→ **PASSAGE TO READ**

——

My career turned 18 last month. In this journey, learning is the only thing that keeps me fresh and wanting for more experience.
I joined Thoughtworks first in 2008. I came to know about Thoughtworks through the master class series and geek nights that used to happen in 2006-07 times and got inspired to join. When I applied, I was surprised by the depth of the interviews and until I got relevant experience I was not able to crack it. I got into Thoughtworks only on my 3rd try, coming back working on the feedback after every failed attempt. This feedback was not about gaining knowledge (which would have been easy) instead it was about gaining wisdom which is seldom achieved without having hands on experience. I am an avid learner, but it was the first time I moved from mere fact hoarder to a person with expertise on something.
I finally cracked the interview and my learning grew multi-fold when I started interacting with the growing office in Chennai but also felt that there was a plateau that gets hit soon in the learning and it was easy to get going with the flow. My aspiration was to represent Thoughtworks in forums like Agile India and XP conferences but I was not able to find a way to grow myself into that.
Our place was never short of mentors and luminaries, it is when I reached out to one of the mentors for advice on career. What I got was a book to read and get back with the summary back to my mentor. The book was ‘Talent is overrated’. It drove a simple point into my head that, intelligence or being gifted is not as important as deliberate practice. Someone with sustained development day on day will overtake gifted individuals and prodigies.

I was looking for ways of deliberate practice, it is when I did two things that stuck with me forever. One was to write a blog regularly. Not even a month goes by without blogging which I keep continuing. The other was to establish learning communities wherever I am present. I started the learning Thursdays series with a bunch of like minded people and kept it running on every Thursday without fail. We would not find speakers but one of us will always have a topic ready to run and make sure the fire does not die down. Once we picked up the momentum we formed a community event and invited outsiders, as a geeknight series making sure to run every month without fail. Both of these helped me and other presenters shape up their presenting skills.

——

→ **ASSIGNMENT 1**
Reproduce the part of the essay on deliberate practice starting with "I finally cracked" and going on through "individuals and prodigies.".
→ **ASSIGNMENT 2**
Pick up the essay on deliberate practice after its last sentence and carry it forward.
The records that come next are separate material and are not part of the essay on deliberate practice.

——

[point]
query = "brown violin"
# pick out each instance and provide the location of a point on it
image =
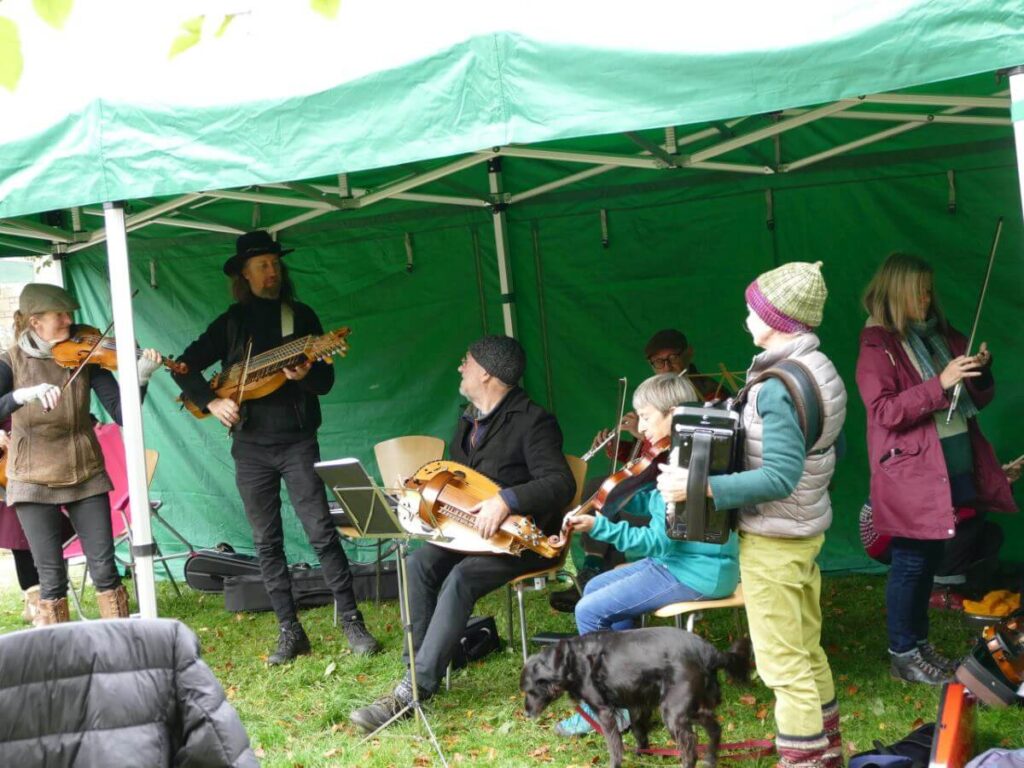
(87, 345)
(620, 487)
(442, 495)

——

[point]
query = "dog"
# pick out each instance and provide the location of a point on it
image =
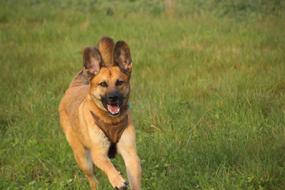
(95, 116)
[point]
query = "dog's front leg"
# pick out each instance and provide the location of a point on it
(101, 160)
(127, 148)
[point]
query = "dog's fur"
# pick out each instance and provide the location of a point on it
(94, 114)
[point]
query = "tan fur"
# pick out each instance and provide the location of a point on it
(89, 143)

——

→ **TASK RESPONSE 1**
I finally cracked the interview and my learning grew multi-fold when I started interacting with the growing office in Chennai but also felt that there was a plateau that gets hit soon in the learning and it was easy to get going with the flow. My aspiration was to represent Thoughtworks in forums like Agile India and XP conferences but I was not able to find a way to grow myself into that.
Our place was never short of mentors and luminaries, it is when I reached out to one of the mentors for advice on career. What I got was a book to read and get back with the summary back to my mentor. The book was ‘Talent is overrated’. It drove a simple point into my head that, intelligence or being gifted is not as important as deliberate practice. Someone with sustained development day on day will overtake gifted individuals and prodigies.

→ **TASK RESPONSE 2**
These exposures helped me to always be prepared for a few topics on XP, agile practices, clean code and I was able to present them in different forums. One of my topics Whistle Blowers was presented in XP 2013 which was one of the first ideas to take examples from biology and applying that for evolving quality code. All of a sudden I could see how things are inter-related and this made it easy to present any information to any person in an easy to consume form. This happens only when unrestricted learning and chunking happens. From a person who had stage fright, I became someone who can do impromptu sessions on any stage.
I always like to keep this fire of learning communities up and running, so when a new office in Mahadevapura, Bangalore was established; I created ‘Learning Thursdays’ and later ‘Friday Socials’ by getting like minded people again. This group evolved into an active one which is running geeknights and other Thoughtworks meetups in the office. Once we stop learning collectively, that is the day we start regressing as a community. So I keep making sure that learning happens not just at a personal level but at a collective level in some form or the other wherever I go.